PROVIDED INFORMATION:
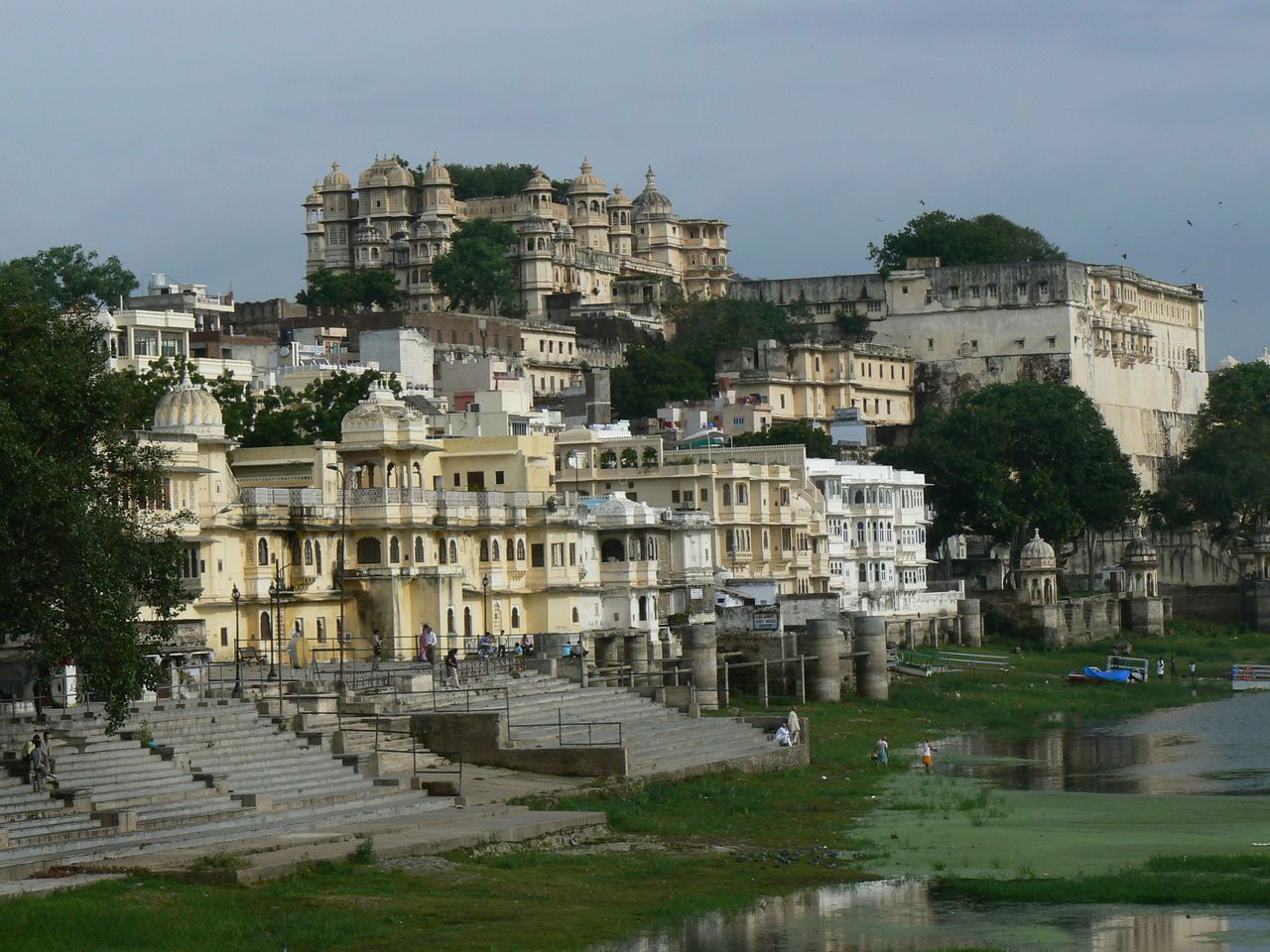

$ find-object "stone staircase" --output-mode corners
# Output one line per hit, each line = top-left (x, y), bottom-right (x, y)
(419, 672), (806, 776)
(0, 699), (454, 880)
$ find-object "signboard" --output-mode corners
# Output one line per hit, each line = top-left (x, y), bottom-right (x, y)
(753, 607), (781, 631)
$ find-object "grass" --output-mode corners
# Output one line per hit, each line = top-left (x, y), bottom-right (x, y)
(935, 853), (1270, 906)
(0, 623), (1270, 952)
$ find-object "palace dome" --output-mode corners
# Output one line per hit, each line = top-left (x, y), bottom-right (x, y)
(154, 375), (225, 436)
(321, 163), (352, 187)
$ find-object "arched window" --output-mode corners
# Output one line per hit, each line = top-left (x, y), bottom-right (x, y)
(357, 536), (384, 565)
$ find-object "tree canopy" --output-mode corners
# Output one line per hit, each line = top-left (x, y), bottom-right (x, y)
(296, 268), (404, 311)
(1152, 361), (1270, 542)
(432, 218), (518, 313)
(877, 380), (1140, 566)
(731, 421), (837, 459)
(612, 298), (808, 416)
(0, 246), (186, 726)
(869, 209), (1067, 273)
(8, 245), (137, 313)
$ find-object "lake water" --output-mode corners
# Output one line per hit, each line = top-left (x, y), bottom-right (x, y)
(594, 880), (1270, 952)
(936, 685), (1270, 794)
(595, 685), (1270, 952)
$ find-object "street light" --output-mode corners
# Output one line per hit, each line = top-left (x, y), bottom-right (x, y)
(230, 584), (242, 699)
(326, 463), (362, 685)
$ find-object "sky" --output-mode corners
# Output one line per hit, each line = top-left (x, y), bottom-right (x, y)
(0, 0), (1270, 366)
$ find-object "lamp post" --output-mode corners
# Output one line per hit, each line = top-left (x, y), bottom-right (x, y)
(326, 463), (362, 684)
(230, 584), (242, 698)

EXERCISE GOAL: Reproduce every entry above word for word. Leave the pictures out of your copy.

RESPONSE FOR THIS EXERCISE:
$ find-object "stone staircase" --output-mode corners
# Output one line per hit, each line = top-left (x, y), bottom-right (x, y)
(419, 672), (806, 776)
(0, 699), (454, 880)
$ find-object "signboard" --output-mode corners
# Output one line per hit, each line = top-left (x, y), bottom-right (x, y)
(753, 607), (781, 631)
$ find-object "grass" --output-mode corners
# Output one line per hit, each line = top-left (x, y), bottom-right (x, y)
(935, 853), (1270, 906)
(0, 623), (1270, 952)
$ find-object "palace dome" --output-mode corners
# Output one line per hit, each line = top-left (x, y), bottom-right (x, y)
(154, 375), (225, 436)
(321, 163), (352, 187)
$ find-object "arched window" --output-mode corners
# Output one line per hit, each line = top-left (x, y), bottom-right (x, y)
(357, 536), (384, 565)
$ find-object "tree canopy" --output-mode corners
# Output one line per hit, each line = top-left (x, y), bottom-right (x, y)
(296, 268), (404, 311)
(1152, 361), (1270, 542)
(432, 218), (518, 313)
(877, 380), (1140, 566)
(731, 421), (837, 459)
(612, 298), (808, 416)
(0, 246), (186, 726)
(869, 209), (1067, 273)
(8, 245), (137, 313)
$ find-object "lake water" --output-mode corners
# Output one line per hit, each line = top-left (x, y), bottom-right (x, y)
(594, 880), (1270, 952)
(936, 685), (1270, 794)
(595, 685), (1270, 952)
$ find-object "street light" --output-mode corners
# Output one line per hit, each line = top-left (x, y), bottom-right (x, y)
(230, 584), (242, 699)
(326, 463), (362, 685)
$ find-object "sky" --output-mode corners
# Output one line per hit, each line = top-left (x, y), bottom-right (x, y)
(0, 0), (1270, 366)
$ find-object "lamp post" --output-mode corners
# Output one line per hit, each line = top-left (x, y), bottom-right (x, y)
(326, 463), (362, 684)
(230, 584), (242, 698)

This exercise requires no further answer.